■ Aim of the task
Pull out the complete passage on the Title X lawsuit and reproduce it word for word.

■ Passage for review
In May 2018, we filed this lawsuit on behalf of the National Family Planning and Reproductive Health Association to challenge the Trump administration’s plans to drastically alter the application criteria for the Title X Family Program, which issues grants for programs that in turn use the funds to provide family planning services. Signed into law in 1970 with broad bipartisan support, the Title X Family Planning Program has been providing patients, particularly low-income women and men, high-quality contraceptive services and related preventive care. Funds support health centers that provide a range of high-quality preventive health services, including breast and cervical cancer detection, screening and treatment for sexually transmitted diseases, HIV testing, and contraception. The federal program allows providers to serve four million low-income, uninsured, and underinsured individuals and families annually who would otherwise lack care. In 2015, services provided by health centers that received Title X funding helped women avert 822,300 unintended pregnancies. Without the services provided by Title X-funded health centers, the U.S. unintended pregnancy rate would have been 31 percent higher.

■ Source information
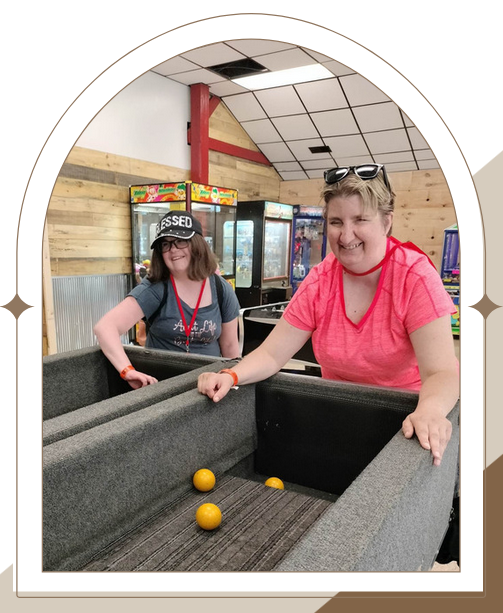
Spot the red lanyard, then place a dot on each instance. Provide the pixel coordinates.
(189, 328)
(397, 244)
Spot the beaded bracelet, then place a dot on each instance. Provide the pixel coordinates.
(231, 373)
(125, 370)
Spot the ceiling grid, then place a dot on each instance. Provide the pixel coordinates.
(346, 112)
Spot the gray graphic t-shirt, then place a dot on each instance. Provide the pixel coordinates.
(168, 331)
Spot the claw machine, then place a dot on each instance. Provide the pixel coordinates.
(309, 242)
(215, 207)
(263, 243)
(450, 271)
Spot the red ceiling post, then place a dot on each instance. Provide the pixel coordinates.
(199, 132)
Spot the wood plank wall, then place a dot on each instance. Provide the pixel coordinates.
(88, 218)
(88, 223)
(423, 206)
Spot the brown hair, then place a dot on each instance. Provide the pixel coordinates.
(203, 262)
(373, 192)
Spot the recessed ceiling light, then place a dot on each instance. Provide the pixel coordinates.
(239, 68)
(302, 74)
(320, 149)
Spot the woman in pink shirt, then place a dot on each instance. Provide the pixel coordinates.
(376, 310)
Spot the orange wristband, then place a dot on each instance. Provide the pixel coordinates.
(231, 373)
(125, 370)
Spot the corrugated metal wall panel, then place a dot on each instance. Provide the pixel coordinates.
(79, 303)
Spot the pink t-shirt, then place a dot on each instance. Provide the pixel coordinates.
(377, 350)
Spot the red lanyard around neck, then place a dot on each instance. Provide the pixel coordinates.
(188, 328)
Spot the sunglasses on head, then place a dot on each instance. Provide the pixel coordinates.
(364, 171)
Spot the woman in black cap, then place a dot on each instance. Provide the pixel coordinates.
(188, 306)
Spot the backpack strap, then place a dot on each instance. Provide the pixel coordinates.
(220, 296)
(150, 320)
(220, 290)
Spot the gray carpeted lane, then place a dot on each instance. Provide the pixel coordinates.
(259, 527)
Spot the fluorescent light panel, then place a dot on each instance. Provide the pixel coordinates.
(313, 72)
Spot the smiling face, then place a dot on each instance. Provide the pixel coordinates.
(177, 260)
(357, 236)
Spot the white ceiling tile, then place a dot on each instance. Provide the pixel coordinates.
(300, 149)
(347, 146)
(226, 88)
(407, 120)
(386, 142)
(315, 174)
(376, 117)
(295, 127)
(277, 152)
(390, 158)
(176, 64)
(360, 91)
(197, 76)
(317, 56)
(322, 95)
(244, 107)
(293, 176)
(416, 139)
(424, 154)
(338, 69)
(335, 123)
(322, 163)
(211, 55)
(287, 166)
(428, 164)
(292, 58)
(280, 101)
(253, 47)
(261, 131)
(355, 160)
(401, 167)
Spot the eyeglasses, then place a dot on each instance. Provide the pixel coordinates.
(180, 243)
(364, 171)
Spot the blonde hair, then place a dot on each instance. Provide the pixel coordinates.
(374, 194)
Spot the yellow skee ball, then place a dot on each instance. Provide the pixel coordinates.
(208, 516)
(275, 482)
(203, 480)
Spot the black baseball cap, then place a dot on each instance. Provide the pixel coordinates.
(178, 224)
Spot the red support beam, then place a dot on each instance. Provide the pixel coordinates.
(201, 108)
(214, 102)
(199, 132)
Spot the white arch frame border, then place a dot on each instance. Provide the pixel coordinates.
(62, 139)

■ Answer to this task
In May 2018, we filed this lawsuit on behalf of the National Family Planning and Reproductive Health Association to challenge the Trump administration’s plans to drastically alter the application criteria for the Title X Family Program, which issues grants for programs that in turn use the funds to provide family planning services. Signed into law in 1970 with broad bipartisan support, the Title X Family Planning Program has been providing patients, particularly low-income women and men, high-quality contraceptive services and related preventive care. Funds support health centers that provide a range of high-quality preventive health services, including breast and cervical cancer detection, screening and treatment for sexually transmitted diseases, HIV testing, and contraception. The federal program allows providers to serve four million low-income, uninsured, and underinsured individuals and families annually who would otherwise lack care. In 2015, services provided by health centers that received Title X funding helped women avert 822,300 unintended pregnancies. Without the services provided by Title X-funded health centers, the U.S. unintended pregnancy rate would have been 31 percent higher.